▶ [Problem to work on] From the line containing "Objective — for every instance of the bison leg, place" up to and including the end of the listing, arrange each entry as a row in a two-column CSV with headers task and value. Put each entry's text and its answer in one quoted field apiece, with line breaks replaced by spaces.

:: Dataset entries

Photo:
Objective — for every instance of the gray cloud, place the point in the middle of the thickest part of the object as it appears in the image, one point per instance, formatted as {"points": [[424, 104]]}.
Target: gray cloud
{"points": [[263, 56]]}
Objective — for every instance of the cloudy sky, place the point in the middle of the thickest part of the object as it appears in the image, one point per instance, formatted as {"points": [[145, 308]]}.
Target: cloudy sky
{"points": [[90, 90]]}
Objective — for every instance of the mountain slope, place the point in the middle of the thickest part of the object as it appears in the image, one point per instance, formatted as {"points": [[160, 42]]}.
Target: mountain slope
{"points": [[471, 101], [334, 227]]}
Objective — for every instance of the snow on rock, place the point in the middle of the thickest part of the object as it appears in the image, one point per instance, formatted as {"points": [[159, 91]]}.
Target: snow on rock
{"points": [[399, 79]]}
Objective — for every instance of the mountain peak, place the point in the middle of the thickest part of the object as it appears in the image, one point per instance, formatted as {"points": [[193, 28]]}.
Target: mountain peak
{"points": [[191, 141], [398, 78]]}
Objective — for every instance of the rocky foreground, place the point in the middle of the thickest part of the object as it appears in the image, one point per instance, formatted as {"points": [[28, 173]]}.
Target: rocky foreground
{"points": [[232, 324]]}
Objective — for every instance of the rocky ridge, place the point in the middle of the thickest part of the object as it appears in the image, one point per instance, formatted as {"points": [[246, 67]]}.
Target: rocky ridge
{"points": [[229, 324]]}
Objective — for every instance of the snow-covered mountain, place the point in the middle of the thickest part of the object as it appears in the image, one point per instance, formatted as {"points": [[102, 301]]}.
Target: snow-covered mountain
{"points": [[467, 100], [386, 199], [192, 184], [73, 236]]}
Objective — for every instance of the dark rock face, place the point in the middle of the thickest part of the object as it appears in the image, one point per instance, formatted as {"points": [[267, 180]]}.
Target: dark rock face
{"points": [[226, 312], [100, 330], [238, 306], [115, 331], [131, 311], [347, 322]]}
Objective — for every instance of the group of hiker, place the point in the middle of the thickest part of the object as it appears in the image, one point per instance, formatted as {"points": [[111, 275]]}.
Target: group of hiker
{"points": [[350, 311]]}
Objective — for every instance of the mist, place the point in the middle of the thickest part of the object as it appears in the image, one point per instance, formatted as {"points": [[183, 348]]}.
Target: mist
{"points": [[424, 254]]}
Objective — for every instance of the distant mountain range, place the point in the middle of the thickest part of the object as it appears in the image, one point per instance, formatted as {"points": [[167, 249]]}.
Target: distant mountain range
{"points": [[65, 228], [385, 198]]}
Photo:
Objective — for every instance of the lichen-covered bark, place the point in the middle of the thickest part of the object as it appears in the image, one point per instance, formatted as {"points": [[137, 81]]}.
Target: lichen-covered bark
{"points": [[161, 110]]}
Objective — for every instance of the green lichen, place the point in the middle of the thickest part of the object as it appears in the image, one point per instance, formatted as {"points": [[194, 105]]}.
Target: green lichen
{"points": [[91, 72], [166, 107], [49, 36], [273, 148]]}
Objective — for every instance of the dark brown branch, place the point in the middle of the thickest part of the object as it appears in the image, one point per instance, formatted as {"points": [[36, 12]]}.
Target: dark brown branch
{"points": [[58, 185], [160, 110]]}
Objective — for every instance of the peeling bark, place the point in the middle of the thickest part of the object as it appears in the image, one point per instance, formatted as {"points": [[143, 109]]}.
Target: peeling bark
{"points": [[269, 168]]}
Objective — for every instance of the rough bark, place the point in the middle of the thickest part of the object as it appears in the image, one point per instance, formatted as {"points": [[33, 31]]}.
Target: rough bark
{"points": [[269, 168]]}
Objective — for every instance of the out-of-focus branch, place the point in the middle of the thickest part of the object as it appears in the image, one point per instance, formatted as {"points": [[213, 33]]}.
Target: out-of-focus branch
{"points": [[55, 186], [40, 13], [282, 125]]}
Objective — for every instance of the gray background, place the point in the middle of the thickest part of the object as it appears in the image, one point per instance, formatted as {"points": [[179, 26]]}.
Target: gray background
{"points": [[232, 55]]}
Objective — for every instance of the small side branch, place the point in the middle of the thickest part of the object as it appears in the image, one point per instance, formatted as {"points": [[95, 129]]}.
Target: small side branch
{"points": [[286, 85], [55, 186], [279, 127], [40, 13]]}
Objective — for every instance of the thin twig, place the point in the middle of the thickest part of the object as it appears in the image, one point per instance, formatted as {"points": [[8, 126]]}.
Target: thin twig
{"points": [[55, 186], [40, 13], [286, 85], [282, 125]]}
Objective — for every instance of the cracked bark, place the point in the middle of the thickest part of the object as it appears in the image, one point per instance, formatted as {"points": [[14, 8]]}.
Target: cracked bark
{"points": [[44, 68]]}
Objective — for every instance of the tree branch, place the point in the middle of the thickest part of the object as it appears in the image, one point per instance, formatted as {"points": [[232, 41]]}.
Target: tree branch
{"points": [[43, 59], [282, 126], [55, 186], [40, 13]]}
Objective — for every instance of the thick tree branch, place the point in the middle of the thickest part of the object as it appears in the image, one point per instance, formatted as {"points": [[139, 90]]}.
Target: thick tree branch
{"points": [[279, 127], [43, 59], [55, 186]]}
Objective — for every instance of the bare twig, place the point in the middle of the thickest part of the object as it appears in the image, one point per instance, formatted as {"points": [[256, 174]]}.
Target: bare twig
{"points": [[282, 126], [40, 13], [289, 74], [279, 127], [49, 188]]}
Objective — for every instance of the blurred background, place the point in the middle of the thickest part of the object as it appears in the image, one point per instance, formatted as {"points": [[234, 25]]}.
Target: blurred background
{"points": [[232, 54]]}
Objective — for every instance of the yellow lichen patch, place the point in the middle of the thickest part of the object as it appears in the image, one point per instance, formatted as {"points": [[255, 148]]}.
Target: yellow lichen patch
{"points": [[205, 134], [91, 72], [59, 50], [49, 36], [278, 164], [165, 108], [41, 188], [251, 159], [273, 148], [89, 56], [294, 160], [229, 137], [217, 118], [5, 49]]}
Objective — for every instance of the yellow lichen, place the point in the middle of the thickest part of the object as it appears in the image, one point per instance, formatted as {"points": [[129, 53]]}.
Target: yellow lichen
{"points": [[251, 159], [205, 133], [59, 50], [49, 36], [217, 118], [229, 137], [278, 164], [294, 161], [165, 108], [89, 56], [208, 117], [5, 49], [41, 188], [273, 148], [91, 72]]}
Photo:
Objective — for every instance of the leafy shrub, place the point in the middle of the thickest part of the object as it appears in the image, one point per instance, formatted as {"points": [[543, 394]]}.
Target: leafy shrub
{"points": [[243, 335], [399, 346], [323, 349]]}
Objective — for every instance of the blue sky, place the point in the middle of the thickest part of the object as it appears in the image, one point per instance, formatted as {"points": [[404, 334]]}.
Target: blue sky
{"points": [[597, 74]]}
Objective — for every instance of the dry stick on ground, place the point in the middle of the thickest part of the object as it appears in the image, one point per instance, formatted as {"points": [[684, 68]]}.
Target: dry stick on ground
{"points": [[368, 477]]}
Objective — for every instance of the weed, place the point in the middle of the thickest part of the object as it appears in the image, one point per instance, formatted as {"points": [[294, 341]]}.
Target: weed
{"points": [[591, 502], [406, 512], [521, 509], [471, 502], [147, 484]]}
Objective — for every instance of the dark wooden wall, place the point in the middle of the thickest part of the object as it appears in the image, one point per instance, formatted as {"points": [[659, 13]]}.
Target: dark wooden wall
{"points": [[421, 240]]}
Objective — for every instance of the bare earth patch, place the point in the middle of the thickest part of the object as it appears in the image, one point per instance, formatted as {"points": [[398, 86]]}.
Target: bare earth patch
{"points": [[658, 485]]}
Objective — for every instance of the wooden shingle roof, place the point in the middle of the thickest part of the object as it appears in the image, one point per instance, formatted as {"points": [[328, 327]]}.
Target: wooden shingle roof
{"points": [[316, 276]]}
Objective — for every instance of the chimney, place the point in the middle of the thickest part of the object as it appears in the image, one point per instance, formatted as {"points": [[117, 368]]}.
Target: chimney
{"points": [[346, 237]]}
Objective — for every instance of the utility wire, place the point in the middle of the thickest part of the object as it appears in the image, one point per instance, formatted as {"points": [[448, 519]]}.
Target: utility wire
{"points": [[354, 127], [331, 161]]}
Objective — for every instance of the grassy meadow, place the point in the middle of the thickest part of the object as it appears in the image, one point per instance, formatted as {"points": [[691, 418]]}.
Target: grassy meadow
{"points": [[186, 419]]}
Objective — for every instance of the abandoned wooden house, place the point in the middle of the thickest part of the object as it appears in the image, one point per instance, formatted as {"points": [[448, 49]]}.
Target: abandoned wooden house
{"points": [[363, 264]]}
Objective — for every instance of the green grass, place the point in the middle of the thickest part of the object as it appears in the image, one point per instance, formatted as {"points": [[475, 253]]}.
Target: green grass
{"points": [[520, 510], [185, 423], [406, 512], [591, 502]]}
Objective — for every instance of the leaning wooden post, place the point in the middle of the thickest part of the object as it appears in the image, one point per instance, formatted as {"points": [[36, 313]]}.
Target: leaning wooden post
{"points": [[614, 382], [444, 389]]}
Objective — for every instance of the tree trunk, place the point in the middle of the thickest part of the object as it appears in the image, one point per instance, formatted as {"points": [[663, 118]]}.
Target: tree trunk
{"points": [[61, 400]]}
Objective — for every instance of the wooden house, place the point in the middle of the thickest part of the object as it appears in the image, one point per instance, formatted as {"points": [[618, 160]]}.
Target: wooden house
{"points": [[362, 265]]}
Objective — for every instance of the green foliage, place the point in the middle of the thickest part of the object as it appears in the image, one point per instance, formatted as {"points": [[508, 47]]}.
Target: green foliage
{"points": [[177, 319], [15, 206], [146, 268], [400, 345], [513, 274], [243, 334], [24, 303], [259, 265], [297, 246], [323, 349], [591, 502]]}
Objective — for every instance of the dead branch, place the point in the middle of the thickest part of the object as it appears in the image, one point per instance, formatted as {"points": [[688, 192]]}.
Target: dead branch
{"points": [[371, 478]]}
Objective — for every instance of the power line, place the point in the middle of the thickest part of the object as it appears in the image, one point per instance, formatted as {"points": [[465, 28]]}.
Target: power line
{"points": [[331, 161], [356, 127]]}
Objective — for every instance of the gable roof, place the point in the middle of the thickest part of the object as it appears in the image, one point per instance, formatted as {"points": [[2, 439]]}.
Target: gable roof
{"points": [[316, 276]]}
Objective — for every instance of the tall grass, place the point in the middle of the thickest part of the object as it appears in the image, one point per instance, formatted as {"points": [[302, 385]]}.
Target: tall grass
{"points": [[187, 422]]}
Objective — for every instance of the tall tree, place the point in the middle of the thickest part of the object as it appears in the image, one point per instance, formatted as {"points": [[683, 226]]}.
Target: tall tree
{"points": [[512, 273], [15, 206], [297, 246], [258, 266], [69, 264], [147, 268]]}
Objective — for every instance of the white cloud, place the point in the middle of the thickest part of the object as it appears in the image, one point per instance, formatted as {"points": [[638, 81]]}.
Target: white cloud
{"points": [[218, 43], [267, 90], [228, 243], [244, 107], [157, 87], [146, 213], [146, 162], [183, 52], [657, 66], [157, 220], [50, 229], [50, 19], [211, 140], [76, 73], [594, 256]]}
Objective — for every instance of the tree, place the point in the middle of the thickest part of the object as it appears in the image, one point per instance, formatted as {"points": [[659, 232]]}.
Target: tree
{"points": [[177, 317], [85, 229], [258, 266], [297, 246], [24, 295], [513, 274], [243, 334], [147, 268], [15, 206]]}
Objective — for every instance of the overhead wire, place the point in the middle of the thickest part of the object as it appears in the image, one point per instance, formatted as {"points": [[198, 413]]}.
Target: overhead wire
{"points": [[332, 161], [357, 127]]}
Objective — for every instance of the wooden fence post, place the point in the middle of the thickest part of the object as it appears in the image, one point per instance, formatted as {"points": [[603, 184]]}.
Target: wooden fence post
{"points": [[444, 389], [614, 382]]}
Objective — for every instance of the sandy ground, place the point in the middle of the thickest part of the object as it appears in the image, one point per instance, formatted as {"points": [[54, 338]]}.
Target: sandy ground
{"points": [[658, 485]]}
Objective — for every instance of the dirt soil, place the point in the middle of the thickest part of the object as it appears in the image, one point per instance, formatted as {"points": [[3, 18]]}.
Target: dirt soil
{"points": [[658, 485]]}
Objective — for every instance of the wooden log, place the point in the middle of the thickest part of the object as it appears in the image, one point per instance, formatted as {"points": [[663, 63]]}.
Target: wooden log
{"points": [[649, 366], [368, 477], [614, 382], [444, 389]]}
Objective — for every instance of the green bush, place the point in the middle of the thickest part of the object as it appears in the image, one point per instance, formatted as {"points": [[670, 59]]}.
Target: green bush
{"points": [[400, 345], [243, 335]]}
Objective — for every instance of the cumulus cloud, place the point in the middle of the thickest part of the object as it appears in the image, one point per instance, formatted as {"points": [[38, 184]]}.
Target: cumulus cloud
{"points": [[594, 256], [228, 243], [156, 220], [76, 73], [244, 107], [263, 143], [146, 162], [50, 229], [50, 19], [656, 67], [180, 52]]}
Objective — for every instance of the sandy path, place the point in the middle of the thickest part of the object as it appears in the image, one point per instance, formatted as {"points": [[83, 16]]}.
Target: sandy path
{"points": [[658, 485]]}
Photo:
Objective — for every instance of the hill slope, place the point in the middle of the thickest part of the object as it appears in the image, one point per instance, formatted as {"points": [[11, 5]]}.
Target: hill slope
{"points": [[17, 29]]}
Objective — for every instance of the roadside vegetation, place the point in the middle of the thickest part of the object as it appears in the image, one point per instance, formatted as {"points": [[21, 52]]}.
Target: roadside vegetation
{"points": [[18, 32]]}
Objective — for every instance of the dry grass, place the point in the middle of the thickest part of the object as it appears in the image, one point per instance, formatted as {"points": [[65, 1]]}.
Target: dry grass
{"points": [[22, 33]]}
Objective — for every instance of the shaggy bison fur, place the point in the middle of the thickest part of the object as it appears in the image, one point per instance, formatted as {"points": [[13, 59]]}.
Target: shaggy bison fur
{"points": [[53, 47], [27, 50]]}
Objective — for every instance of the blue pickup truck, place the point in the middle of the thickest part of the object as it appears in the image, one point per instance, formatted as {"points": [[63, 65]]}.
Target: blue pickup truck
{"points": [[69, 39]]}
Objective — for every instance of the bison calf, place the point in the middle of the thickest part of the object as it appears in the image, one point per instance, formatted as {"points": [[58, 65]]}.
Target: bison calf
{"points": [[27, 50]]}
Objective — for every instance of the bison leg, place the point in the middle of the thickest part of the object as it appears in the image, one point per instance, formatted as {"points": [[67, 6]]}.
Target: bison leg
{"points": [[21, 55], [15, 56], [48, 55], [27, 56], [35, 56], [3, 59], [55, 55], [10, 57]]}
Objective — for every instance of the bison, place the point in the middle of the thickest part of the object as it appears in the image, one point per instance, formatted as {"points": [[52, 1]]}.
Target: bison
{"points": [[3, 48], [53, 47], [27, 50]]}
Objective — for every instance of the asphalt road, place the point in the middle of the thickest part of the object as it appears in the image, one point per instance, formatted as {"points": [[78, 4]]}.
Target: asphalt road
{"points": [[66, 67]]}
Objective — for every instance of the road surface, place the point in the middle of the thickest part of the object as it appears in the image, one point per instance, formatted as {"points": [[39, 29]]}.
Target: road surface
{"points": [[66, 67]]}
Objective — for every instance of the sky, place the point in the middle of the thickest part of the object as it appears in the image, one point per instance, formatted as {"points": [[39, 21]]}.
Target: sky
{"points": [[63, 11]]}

::::

▶ [Task output]
task,value
"Objective — for every instance of the bison leg, place the point in the middle of the thickest part of the object as it appears in the image, one point per instance, formatted as {""points"": [[67, 6]]}. Target: bison leg","{""points"": [[21, 55], [15, 56], [48, 55], [27, 56], [35, 56], [3, 59], [55, 55], [10, 57]]}"
"Objective — for every instance of the bison, place the point in the middle of the thickest part of the object as it appears in the image, one point per instance, formatted as {""points"": [[52, 1]]}. Target: bison","{""points"": [[3, 48], [53, 47], [27, 50]]}"
"Objective — for every instance of the asphalt road, place the point in the middle of the thickest part of the object as it appears in the image, one point per instance, formatted as {""points"": [[78, 4]]}. Target: asphalt road","{""points"": [[66, 67]]}"
"Objective — for every instance of the road surface, place the point in the middle of the thickest part of the object as it appears in the image, one point per instance, formatted as {""points"": [[39, 29]]}. Target: road surface","{""points"": [[66, 67]]}"
"Objective — for every instance of the sky, place the point in the middle of the thickest part of the object as it appears in the image, one point per instance, formatted as {""points"": [[39, 21]]}. Target: sky","{""points"": [[63, 11]]}"